▶ Problem description: The lines to copy run from the one containing "pocket in the photo above." to the end of the records below; repeat them exactly and include nothing else.

(Entries taken from a collection)

- Opening Delimiter -

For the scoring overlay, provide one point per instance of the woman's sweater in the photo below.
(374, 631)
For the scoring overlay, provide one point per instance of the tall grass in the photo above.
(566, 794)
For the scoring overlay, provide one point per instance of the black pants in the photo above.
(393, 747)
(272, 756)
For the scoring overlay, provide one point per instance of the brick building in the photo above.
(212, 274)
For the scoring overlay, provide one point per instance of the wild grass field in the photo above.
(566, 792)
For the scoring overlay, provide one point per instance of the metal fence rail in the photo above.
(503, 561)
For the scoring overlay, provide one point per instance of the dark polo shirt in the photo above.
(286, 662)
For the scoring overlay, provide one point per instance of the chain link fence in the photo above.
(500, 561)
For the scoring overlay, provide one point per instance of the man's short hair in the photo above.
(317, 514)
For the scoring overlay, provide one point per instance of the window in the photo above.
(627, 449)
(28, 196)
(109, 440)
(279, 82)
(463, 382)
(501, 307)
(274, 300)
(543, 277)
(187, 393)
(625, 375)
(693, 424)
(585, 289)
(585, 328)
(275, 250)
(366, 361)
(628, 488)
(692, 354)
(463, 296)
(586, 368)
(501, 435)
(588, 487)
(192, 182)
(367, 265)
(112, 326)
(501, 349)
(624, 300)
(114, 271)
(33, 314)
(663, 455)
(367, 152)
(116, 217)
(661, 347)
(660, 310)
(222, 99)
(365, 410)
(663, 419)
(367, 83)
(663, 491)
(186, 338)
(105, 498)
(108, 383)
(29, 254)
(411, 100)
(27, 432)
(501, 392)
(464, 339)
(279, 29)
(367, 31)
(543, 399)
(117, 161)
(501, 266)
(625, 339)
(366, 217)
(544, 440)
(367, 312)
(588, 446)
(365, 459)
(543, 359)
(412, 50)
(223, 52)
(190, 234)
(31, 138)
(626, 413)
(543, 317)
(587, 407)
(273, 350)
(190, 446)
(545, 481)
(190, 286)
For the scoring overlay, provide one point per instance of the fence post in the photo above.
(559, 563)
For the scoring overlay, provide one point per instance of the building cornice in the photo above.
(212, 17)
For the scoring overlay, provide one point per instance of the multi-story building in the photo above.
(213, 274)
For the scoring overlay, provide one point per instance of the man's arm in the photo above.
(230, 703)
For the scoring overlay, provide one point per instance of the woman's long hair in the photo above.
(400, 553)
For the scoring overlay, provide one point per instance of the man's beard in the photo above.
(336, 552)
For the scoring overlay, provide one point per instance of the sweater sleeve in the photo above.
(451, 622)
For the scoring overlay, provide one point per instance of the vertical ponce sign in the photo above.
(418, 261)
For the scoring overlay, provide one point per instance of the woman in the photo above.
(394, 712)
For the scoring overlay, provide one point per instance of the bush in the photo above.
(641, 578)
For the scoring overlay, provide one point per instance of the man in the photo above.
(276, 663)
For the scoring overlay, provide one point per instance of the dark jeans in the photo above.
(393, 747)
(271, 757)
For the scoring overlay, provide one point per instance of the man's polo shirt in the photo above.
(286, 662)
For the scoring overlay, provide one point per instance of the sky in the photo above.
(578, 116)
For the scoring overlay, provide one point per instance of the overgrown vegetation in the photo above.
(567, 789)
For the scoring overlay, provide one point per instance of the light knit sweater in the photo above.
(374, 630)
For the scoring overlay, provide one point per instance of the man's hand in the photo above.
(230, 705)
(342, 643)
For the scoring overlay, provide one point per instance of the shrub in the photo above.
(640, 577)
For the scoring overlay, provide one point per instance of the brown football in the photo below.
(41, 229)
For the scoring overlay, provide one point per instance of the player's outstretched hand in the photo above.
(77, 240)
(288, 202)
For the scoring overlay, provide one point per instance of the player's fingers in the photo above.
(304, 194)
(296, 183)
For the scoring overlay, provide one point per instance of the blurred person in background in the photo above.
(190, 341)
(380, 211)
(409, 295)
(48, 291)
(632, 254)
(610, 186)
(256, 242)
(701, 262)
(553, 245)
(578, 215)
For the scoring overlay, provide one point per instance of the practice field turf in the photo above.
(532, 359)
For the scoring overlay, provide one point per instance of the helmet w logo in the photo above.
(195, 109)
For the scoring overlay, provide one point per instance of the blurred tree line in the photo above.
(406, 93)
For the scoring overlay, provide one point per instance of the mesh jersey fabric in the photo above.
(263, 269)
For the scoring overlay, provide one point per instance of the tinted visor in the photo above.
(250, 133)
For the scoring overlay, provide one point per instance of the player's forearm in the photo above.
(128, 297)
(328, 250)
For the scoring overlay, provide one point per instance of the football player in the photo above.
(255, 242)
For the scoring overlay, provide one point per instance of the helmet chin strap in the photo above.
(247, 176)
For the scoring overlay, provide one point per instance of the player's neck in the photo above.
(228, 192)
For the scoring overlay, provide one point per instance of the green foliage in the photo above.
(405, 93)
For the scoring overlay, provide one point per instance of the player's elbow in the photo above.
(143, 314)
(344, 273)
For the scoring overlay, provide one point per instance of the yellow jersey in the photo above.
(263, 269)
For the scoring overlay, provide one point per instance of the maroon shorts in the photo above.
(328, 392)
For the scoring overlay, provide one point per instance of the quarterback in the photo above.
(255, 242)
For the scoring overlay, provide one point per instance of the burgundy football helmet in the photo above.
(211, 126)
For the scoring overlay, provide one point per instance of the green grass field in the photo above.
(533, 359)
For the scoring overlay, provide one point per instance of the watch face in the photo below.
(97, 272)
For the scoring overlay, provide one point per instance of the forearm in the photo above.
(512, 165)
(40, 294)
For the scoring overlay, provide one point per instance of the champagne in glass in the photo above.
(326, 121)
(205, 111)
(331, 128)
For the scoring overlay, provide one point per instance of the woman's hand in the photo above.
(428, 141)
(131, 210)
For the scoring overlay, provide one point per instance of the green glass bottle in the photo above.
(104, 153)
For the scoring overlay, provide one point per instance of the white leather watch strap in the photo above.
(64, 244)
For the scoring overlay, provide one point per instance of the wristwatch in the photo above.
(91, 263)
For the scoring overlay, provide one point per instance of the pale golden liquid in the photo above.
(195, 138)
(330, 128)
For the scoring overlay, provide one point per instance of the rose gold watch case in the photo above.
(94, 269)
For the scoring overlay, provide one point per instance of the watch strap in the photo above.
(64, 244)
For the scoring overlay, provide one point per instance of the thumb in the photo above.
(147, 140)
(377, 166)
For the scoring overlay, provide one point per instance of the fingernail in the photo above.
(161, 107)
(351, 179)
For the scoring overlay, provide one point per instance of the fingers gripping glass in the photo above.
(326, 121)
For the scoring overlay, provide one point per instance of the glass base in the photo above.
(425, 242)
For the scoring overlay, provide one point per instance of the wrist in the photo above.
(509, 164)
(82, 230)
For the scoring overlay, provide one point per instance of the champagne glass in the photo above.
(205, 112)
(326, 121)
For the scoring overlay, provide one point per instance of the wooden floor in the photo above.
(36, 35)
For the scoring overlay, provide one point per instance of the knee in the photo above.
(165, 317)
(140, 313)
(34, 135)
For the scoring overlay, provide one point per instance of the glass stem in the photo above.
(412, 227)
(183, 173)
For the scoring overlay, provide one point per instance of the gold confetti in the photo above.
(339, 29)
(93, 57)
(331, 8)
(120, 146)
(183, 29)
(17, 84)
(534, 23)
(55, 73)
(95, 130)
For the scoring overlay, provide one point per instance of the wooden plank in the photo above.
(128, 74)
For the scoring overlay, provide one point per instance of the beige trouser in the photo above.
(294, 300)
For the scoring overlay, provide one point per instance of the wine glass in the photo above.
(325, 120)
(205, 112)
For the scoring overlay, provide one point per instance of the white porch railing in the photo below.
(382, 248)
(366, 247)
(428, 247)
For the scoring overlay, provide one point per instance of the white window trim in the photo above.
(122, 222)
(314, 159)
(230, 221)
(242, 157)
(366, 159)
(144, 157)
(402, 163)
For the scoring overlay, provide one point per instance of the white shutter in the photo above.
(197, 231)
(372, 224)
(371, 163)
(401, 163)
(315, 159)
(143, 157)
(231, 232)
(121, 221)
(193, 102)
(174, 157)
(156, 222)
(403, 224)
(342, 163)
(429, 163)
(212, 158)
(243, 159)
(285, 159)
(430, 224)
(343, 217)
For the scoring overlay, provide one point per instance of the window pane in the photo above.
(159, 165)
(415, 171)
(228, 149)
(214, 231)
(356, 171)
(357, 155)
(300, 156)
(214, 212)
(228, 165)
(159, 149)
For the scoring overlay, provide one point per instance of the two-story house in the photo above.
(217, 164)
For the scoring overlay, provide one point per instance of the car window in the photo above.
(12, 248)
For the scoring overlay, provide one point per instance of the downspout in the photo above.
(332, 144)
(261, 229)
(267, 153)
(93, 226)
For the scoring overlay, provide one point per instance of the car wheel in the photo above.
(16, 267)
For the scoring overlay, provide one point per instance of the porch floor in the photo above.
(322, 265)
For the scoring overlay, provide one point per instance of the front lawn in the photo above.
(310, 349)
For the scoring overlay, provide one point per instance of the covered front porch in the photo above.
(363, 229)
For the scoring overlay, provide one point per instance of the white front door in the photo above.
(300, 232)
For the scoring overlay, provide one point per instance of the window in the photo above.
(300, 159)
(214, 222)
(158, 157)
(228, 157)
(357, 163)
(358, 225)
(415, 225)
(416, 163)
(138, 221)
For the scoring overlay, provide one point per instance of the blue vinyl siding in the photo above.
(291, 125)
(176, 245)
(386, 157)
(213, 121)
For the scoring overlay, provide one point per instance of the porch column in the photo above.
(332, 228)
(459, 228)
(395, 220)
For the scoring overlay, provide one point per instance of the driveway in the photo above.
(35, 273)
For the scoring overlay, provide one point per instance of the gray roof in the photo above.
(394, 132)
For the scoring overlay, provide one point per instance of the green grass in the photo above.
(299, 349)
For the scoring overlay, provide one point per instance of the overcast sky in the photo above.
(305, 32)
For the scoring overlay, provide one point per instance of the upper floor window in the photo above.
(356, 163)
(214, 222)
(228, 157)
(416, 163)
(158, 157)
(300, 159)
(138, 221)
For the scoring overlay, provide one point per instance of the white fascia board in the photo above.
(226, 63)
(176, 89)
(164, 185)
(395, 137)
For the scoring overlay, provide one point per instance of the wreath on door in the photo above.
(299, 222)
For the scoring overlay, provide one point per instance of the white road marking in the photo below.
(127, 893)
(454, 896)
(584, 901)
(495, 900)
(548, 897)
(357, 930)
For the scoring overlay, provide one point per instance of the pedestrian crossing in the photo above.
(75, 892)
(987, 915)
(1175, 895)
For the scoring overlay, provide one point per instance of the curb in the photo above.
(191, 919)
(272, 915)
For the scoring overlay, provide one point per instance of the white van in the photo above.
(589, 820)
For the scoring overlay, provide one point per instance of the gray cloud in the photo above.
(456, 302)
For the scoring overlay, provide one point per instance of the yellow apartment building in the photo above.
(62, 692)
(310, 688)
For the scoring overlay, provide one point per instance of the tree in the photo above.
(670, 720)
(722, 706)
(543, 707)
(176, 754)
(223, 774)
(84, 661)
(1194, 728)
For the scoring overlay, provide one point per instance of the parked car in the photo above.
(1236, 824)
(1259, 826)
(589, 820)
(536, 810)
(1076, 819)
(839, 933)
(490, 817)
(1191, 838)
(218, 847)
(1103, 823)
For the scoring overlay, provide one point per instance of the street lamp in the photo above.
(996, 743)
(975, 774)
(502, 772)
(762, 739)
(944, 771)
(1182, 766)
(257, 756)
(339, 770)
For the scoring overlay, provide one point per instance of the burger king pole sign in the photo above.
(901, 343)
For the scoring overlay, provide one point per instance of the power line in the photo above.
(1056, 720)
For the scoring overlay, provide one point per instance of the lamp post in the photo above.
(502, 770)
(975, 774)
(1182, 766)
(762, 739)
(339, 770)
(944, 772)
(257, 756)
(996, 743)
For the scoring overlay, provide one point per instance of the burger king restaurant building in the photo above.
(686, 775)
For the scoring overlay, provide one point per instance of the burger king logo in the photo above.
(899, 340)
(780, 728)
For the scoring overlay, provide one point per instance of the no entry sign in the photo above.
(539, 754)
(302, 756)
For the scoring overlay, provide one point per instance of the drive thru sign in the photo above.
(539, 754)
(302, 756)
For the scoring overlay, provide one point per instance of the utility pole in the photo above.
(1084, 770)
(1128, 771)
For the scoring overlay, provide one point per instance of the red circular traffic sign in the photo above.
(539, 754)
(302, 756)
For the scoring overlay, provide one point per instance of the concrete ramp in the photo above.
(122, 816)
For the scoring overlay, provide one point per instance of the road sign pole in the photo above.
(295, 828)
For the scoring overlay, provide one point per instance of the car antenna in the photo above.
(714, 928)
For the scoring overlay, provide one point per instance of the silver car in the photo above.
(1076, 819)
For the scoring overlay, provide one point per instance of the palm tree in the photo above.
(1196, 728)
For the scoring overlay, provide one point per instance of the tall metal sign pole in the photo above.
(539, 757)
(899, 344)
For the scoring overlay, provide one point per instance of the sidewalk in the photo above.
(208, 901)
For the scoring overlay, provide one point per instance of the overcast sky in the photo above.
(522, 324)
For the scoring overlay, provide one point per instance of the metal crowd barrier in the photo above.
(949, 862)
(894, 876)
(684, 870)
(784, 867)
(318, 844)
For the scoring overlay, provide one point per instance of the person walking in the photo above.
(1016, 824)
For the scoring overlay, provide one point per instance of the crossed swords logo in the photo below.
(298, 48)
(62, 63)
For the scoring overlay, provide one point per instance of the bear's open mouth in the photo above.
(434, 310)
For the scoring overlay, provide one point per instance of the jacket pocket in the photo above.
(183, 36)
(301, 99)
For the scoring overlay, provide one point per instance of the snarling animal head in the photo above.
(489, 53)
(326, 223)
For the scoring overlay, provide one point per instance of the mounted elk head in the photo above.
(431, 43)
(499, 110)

- Closing Delimiter -

▶ Task response:
For the scoring overlay, provide one point per instance of the jacket pocket in the photo above.
(183, 36)
(301, 99)
For the scoring overlay, provide one point per instance of the snarling animal head in the photo above.
(489, 53)
(326, 223)
For the scoring overlay, provide one point per instance of the mounted elk head in the photo above.
(431, 43)
(499, 110)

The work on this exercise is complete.